SUPPLIED PASSAGE →
***
Posted: Thu Sep 16, 2004 9:26 am
by paquin1
hold on I need to format my date coming from my db, cause right now the months come out like 01, 02, 03....

Posted: Thu Sep 16, 2004 9:33 am
by dethron
wa'in

Posted: Thu Sep 16, 2004 9:35 am
by paquin1

Code: Select all

<?php
$query = "SELECT file_id, DATE_FORMAT(file_date, '%Y %c %e') AS fd FROM uploads";
$result = mysql_query($query);
$rows = mysql_fetch_array($result);

$pulldown = "<option selected>Select one</option>\n";
$mes = array(1=>'jan', 'feb', 'mar', 'apr', 'may', 'jun', 'jul', 'aug', 'sep', 'oct', 'nov', 'dec');

for($i=1; $i<count($mes)+1; $i++)  
$mes[$i] = $pulldown;

while ($rows = mysql_fetch_array($result)) {
$date = $rows['fd'];
		if (ereg ("([0-9]{4})-([0-9]{1,2})-([0-9]{1,2})", $date, $regs)) {
   			$mes[$regs[2]] .="<option value = "download_file.php?uid={$rows['file_id']}">$regs[3]</option>\n";		
		} else {
   		 echo "Invalid date format: $date";
		}
}
?>
I get no errors now but it jumps to the else Invalid date format: $date

Posted: Thu Sep 16, 2004 9:37 am
by dethron
dont forget $$ on line 13

Posted: Thu Sep 16, 2004 9:40 am
by dethron
$$mes[$regs[2]]
here, assume $regs[2] given us as 10,
then,

$$mes[10] becomes $oct

then you expect

$oct is "<option selected>Select one</option>\n<option value = \"download_file.php?uid={$rows['news_id']}\">$regs[3]</option>\n";

Posted: Thu Sep 16, 2004 9:42 am
by paquin1
ok I got it not to jump to the else statement, by adding hyphens to my mysql '%Y-%c-%e', but if I add the extra $ to line 13 y get this error now..
***
REQUESTS →
[A] Translate this sentence from the PHP forum thread into Spanish: "I get no errors now but it jumps to the else Invalid date format: $date"
[B] Continue the PHP forum thread from its last line onward.

DATASET CONTENT →
***
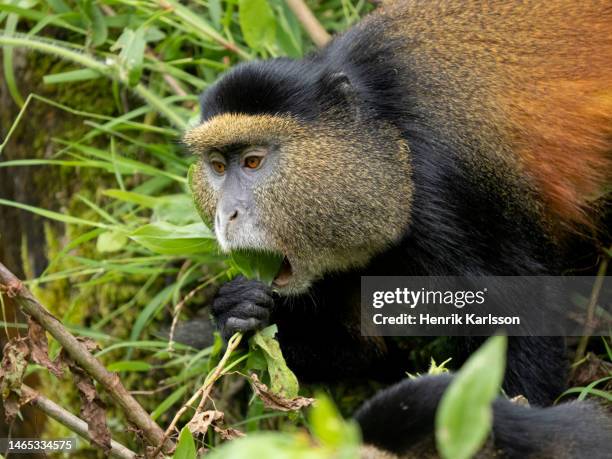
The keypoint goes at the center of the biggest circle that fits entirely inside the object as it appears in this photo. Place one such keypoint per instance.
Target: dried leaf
(12, 369)
(39, 348)
(278, 402)
(93, 409)
(200, 423)
(229, 433)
***
ANSWERS PROVIDED →
[A] Ahora no me da ningún error, pero salta al else Invalid date format: $date

[B]
Notice: Undefined variable: Select one in c:\inetpub\wwwroot\test.php on line 43 line 43 being line 13 of last code

Posted: Thu Sep 16, 2004 9:43 am
by paquin1
no extra $ gives me no erros but also no data

Posted: Thu Sep 16, 2004 9:45 am
by paquin1
should I also change somethig in my tables with my pulldown menus?

Posted: Thu Sep 16, 2004 9:49 am
by dethron
paste here the db dump schema, and so i can finish it :)

Posted: Thu Sep 16, 2004 9:51 am
by paquin1
how do I do that?

Posted: Thu Sep 16, 2004 9:56 am
by dethron

Code: Select all

<?php
$resultQ = mysql_query($resultSQL);
	
while($row = mysql_fetch_object($resultQ))
	$list[count($list)] = $row;

print_r($list);
?>
replace line 4 with the code above, and tell me what you see on your screen?

by the way, are you using MSSQL and IIS for php?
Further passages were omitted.